▶ **Activité**
Répondez brièvement aux questions suivantes à partir du texte sur la simvastatine ci-dessous.
1. Quels canaux calciques membranaires sont contrôlés par STIM1 ?
2. Quel facteur pro-apoptotique libéré active la caspase-3 ?
3. Dans quel modèle la croissance tumorale a-t-elle été analysée ?

▶ **Extrait du texte**

————

Un rôle critique de la perturbation de l’homéostasie calcique dans l’apoptose cellulaire a été proposé [ 8 ]. Les propriétés antitumorales de la simvastatine ont été associées à un dérèglement de l’homéostasie du calcium, dont le mécanisme reste inconnu. Nous avons montré que la signalisation par l’ion Ca 2+ est nécessaire pour ces propriétés antitumorales, et que les flux de Ca 2+ provenant des réserves intracellulaires sont impliqués au même titre que ceux provenant du milieu extracellulaire à travers les canaux calciques membranaires TRPC1 et TRPC3 contrôlés par le senseur calcique du réticulum endoplasmique STIM1 ( stromal interaction molecule 1 ) [ 7 ]. Cette augmentation de la concentration intracellulaire des ions Ca 2+ entraîne une accumulation de molécules impliquées dans la mort cellulaire, telles que BIM ( Bcl-2-like protein 11 ), et une surcharge mitochondriale en ions Ca 2+ induisant la diminution du potentiel membranaire de la mitochondrie (ΔΨ m ), la surproduction d’espèces réactives de l’oxygène (ROS), avec pour conséquence la libération de facteurs pro-apoptotiques, tels que le cytochrome c, qui active la caspase-3, ce qui conduit à l’apoptose cellulaire. L’analyse de la croissance tumorale dans un modèle de xénogreffe de tumeur chez la souris a confirmé le rôle central du Ca 2+ dans la capacité de la simvastatine à réduire le volume de la tumeur ( Figure 1 ) . Dans des expériences in vitro , l’augmentation de la concentration intracellulaire des ions Ca 2+ dans les cellules tumorales mammaires par l’ajout de simvastatine diminue leurs capacités invasives et tumorigènes, en accord avec l’impact thérapeutique favorable de cette molécule suggéré par les résultats des études précliniques. Ces résultats lèvent le voile sur le mécanisme moléculaire de l’activité de la simvastatine et fournissent un nouveau support expérimental pour de futurs essais cliniques utilisant ce médicament pour traiter le cancer du sein.

————

▶ **Informations présentées**
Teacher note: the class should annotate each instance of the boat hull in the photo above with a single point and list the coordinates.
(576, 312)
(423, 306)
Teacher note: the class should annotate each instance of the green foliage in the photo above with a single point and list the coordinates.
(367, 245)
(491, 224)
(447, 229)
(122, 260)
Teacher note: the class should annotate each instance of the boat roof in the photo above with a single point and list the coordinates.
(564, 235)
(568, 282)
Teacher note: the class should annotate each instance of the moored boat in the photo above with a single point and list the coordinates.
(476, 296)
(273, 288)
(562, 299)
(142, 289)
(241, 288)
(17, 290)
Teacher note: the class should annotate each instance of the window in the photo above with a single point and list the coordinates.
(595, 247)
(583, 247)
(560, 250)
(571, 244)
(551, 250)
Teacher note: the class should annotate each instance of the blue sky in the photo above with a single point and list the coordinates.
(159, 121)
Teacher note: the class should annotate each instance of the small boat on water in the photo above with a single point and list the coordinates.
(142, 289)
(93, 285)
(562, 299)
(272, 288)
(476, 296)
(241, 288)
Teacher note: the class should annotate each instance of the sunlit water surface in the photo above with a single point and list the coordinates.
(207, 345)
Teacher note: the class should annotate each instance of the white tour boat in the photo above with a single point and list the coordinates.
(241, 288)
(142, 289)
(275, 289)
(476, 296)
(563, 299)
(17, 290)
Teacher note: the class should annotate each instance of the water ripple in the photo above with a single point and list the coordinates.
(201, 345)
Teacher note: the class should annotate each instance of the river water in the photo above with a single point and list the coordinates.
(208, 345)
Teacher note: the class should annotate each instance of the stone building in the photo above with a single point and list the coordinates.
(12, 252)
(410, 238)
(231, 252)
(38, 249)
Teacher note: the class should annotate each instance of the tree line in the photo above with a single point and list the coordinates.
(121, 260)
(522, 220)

————

▶ **Corrigé**
1. Les canaux TRPC1 et TRPC3.
2. Le cytochrome c.
3. Dans un modèle de xénogreffe de tumeur chez la souris.